(Stated task A):
List every line of the entries that contains the word "white".

(Document section):
──────────
Article updated on September 7, 2023.

In the dynamic world of data engineering, “data automation” stands as a pivotal, yet frequently misinterpreted term. Despite its growing popularity, it’s not uncommon for data professionals to confuse data automation with data orchestration or consider it merely a subset of analytics, data mesh, data integration, or DataOps.
Such misconceptions aren’t entirely unfounded, given the far-reaching nature of data automation that encapsulates everything we do as data engineers — from ETL pipelines to data observability.
This article aims to shed light on this critical concept, delineate its differences from other related terms, and illustrate the profound advantages it offers to data and analytics engineering teams. Specifically, we’ll delve deep into what exactly is data automation, exploring its importance, benefits, working mechanisms, and the optimal tools to harness its full potential.

What Is Data Automation?

Data automation, at its essence, is the strategic utilization of technology to streamline and enhance data-related processes. Instead of getting bogged down by repetitive and time-consuming tasks, data professionals leverage automation tools to handle these routine operations efficiently.
The primary aim of data automation is not to replace human expertise but to augment it. Automating the mundane and manual aspects of data handling frees up data professionals to channel their skills and intellect toward more impactful, high-value projects. This, in turn, empowers them to drive meaningful business outcomes, foster innovation, and truly harness the potential of data in advancing organizational goals.
──────────
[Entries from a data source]
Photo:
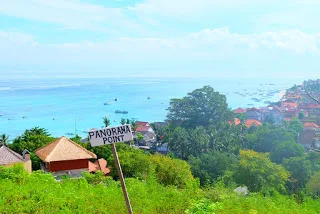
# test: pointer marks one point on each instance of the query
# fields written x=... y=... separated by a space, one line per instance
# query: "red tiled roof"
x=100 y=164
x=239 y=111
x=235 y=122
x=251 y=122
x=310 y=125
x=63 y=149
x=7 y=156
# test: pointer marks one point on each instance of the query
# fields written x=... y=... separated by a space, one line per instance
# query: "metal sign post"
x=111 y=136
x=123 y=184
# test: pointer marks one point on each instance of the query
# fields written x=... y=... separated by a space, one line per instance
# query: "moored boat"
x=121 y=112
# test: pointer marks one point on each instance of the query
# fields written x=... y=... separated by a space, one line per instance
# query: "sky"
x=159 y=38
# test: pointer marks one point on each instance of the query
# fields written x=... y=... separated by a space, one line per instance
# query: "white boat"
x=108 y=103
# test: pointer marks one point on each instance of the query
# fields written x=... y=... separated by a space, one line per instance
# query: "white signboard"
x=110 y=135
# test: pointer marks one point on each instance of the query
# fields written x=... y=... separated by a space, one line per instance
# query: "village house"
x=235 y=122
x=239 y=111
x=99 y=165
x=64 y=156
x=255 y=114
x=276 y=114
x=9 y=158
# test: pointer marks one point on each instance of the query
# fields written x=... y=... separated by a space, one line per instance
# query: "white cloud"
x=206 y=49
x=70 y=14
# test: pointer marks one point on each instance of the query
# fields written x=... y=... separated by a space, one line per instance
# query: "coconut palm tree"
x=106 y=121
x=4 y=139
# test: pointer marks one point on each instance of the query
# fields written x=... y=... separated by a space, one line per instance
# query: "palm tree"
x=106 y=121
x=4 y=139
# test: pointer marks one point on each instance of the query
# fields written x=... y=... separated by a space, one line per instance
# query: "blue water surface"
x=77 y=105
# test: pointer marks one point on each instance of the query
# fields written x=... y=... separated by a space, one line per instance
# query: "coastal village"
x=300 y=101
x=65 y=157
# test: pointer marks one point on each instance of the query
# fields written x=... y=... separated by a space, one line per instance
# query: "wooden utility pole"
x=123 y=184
──────────
(Stated task B):
Pick up the article on data automation after its last sentence and keep writing it.

(Exercise response A):
# query: "white boat"
# query: "white signboard"
# query: "white cloud"

(Exercise response B):
Differences Between Automating Data and Orchestrating Data

While the terms “automating data” and “orchestrating data” often find themselves used interchangeably in data engineering discussions, they serve distinct roles in the data lifecycle. Understanding the nuances between the two is vital for data professionals aiming to optimize their workflows and derive the most value from their data operations.

Purpose and Scope:

  • Automating Data: Data automation primarily focuses on leveraging technology to handle repetitive data processes without constant human intervention. It aims to eliminate manual, routine tasks, allowing data professionals to concentrate on more strategic activities that can directly benefit the business.
  • Orchestrating Data: Data orchestration refers to the coordinated management and execution of different data-related tasks in a specific sequence or flow. It’s about ensuring that multiple data processes, which could be automated or manual, interact seamlessly and execute in the right order for a desired outcome.

Human Involvement:

  • Automating Data: The main objective is to reduce the need for continuous human intervention in routine tasks, providing professionals with more time for in-depth analysis, strategy development, and high-level decision-making.
  • Orchestrating Data: While it may involve some automated processes, orchestration often requires human oversight to ensure that data tasks are coordinated effectively and that dependencies between tasks are managed properly.


  • Automating Data: The primary outcome of automation is efficiency — performing a specific data task faster and with minimal errors.
  • Orchestrating Data: The outcome here is coherence — ensuring that all data tasks, whether automated or not, culminate in a harmonized, coordinated result that aligns with the overall data strategy.
In summary, while both data automation and orchestration are critical to modern data operations, they cater to different aspects of the data lifecycle. Data orchestration is primarily about choreographing specific tasks based on set parameters. These tasks are initiated by various means, be it timers, triggers, or dependencies within a DAG (Directed Acyclic Graph).
A stream of sensor data represented as a directed acyclic graph.

Source: A stream of sensor data represented as a directed acyclic graph.

In contrast, data automation operates fundamentally on a metadata-driven framework. Data automation systems amass extensive metadata concerning the data they oversee, encompassing detailed data models, historical patterns, frequency of data changes, and a clear lineage of data’s origin and destinations. This vast metadata pool is then leveraged to guide and refine the actions of the system, enhancing the entire data engineering process.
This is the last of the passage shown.